→ EXCERPT TO READ:

Principle:Shiyu coder Kronos Qlib Data Preprocessing
| Field | Value |
|---|---|
| principle_name | Qlib_Data_Preprocessing |
| repository | https://github.com/shiyu-coder/Kronos |
| domains | Data_Engineering, Financial_Data, ETL |
| implemented_by | Implementation:Shiyu_coder_Kronos_QlibDataPreprocessor_Usage |
| last_updated | 2026-02-09 14:00 GMT |
Summary
Extracting, transforming, and splitting financial market data from Microsoft Qlib into train/val/test pickle files for model training.

→ STATED EXERCISE 1: According to the Kronos Qlib preprocessing page, in what file format are the train/val/test splits saved?
→ STATED EXERCISE 2: Write out the Kronos Qlib preprocessing page from "Principle:Shiyu coder Kronos" to "for model training.", substituting "Parquet" for "pickle".

→ RECORDED DATA:
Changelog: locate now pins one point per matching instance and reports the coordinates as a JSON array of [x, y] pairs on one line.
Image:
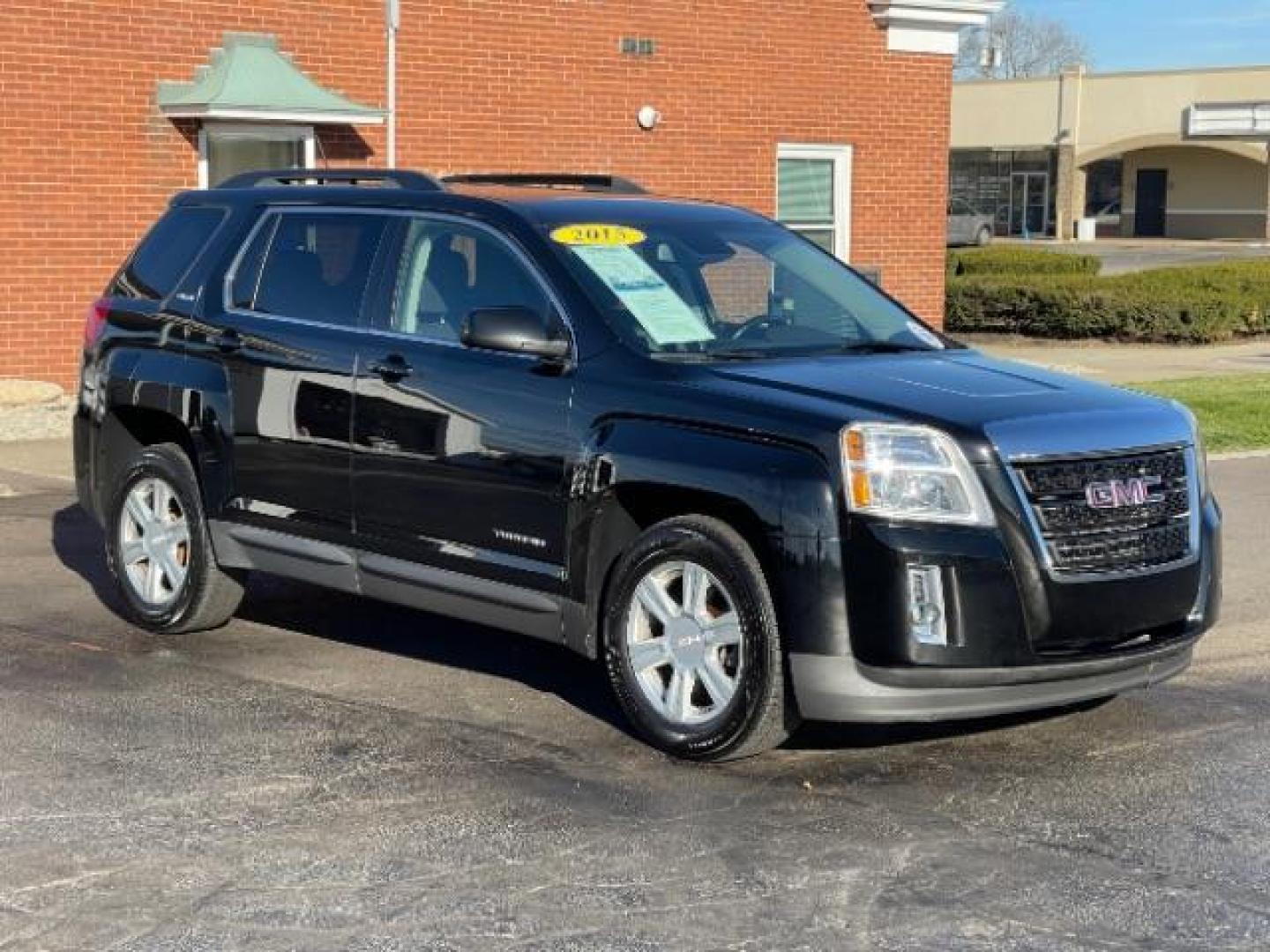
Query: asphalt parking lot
[[1128, 256], [333, 773]]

→ WRITTEN RESPONSE 1: Pickle files.

→ WRITTEN RESPONSE 2:
Principle:Shiyu coder Kronos Qlib Data Preprocessing
| Field | Value |
|---|---|
| principle_name | Qlib_Data_Preprocessing |
| repository | https://github.com/shiyu-coder/Kronos |
| domains | Data_Engineering, Financial_Data, ETL |
| implemented_by | Implementation:Shiyu_coder_Kronos_QlibDataPreprocessor_Usage |
| last_updated | 2026-02-09 14:00 GMT |
Summary
Extracting, transforming, and splitting financial market data from Microsoft Qlib into train/val/test Parquet files for model training.